=== Task input ===
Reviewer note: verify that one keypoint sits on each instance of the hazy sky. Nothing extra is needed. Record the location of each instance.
===
=== Task input ===
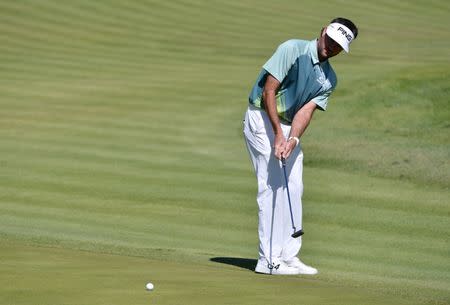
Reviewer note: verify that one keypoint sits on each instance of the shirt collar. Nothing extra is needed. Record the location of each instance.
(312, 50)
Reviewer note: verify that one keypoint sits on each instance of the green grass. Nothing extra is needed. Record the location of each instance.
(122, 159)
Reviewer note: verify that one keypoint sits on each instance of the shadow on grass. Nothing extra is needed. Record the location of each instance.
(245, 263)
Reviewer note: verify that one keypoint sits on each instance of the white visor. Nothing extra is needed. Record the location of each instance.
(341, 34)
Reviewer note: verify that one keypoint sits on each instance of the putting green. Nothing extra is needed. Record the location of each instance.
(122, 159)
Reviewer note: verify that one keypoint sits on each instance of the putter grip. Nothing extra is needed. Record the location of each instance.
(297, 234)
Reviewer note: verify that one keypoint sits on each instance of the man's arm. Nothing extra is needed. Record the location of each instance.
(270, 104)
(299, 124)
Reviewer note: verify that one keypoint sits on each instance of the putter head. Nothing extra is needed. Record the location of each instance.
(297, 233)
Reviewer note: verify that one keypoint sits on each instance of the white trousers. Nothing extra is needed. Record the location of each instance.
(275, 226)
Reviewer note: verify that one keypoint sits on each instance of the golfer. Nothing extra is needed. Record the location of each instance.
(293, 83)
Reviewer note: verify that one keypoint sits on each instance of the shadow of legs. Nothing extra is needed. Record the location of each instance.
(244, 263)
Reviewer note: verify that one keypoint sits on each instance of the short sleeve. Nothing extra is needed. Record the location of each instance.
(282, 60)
===
* Requirement *
Pick out each line of the listing above that contains the word "white" and copy those lines in full.

* Result for this task *
Reviewer note: verify that one keypoint sits on each instance of the white visor. Nothing extra is needed. Record the location of each instance.
Reviewer note: verify that one keypoint sits on each instance of the white trousers. Nothing extra is needed. Record the location of each instance.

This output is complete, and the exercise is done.